» **SCHRIFTLICHE AUFGABE**
Gib den Teil des Materials, der mit dessen erster Zeile beginnt und mit der Zeile endet, die "xmin=99 ymin=55 xmax=109 ymax=61" enthält, beide Zeilen eingeschlossen, vollständig erneut wieder. Multipliziere dabei jeden Koordinatenwert der xmin-, ymin-, xmax- und ymax-Angaben mit 1,3 und runde auf ganze Zahlen, wobei Hälften aufgerundet werden.

» **BEREITGESTELLTES MATERIAL**
-*-*-
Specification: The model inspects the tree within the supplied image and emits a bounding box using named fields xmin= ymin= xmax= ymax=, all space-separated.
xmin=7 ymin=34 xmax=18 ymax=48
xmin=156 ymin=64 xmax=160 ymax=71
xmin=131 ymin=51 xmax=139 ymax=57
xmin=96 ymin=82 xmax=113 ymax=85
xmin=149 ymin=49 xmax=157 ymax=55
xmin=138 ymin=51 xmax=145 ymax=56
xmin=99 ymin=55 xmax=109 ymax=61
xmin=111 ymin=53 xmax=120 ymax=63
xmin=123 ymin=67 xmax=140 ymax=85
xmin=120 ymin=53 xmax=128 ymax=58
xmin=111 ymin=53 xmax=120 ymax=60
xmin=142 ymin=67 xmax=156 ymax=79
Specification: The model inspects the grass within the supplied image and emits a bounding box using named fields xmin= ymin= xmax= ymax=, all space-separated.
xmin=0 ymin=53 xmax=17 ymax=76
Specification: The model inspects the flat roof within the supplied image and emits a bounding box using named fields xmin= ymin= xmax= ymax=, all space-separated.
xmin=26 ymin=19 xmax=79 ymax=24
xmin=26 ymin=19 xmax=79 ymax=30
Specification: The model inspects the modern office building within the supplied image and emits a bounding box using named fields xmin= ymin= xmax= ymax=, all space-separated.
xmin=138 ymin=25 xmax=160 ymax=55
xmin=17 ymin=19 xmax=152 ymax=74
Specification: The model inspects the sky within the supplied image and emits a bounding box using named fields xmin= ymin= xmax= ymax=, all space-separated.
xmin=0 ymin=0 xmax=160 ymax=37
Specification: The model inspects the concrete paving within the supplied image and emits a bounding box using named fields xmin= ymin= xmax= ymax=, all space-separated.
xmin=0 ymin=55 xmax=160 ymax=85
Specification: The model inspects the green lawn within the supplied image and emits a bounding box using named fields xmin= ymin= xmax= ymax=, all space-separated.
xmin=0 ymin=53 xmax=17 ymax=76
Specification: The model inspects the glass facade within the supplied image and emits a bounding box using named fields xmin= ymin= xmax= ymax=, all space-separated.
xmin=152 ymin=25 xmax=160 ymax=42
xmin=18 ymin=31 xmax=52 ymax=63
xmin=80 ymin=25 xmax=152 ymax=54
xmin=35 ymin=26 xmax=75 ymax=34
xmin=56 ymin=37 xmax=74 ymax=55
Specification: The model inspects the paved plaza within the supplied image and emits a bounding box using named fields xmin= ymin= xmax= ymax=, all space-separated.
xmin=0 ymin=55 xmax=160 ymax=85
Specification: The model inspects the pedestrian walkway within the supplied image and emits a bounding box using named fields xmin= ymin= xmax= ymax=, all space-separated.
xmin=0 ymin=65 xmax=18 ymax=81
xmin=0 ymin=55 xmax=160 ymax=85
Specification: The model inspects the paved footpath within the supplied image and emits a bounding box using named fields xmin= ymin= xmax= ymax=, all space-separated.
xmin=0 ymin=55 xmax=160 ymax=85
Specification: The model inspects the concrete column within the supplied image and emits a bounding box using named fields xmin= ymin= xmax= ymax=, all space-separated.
-*-*-
» **ERGEBNIS DER AUFGABE**
Specification: The model inspects the tree within the supplied image and emits a bounding box using named fields xmin= ymin= xmax= ymax=, all space-separated.
xmin=9 ymin=44 xmax=23 ymax=62
xmin=203 ymin=83 xmax=208 ymax=92
xmin=170 ymin=66 xmax=181 ymax=74
xmin=125 ymin=107 xmax=147 ymax=111
xmin=194 ymin=64 xmax=204 ymax=72
xmin=179 ymin=66 xmax=189 ymax=73
xmin=129 ymin=72 xmax=142 ymax=79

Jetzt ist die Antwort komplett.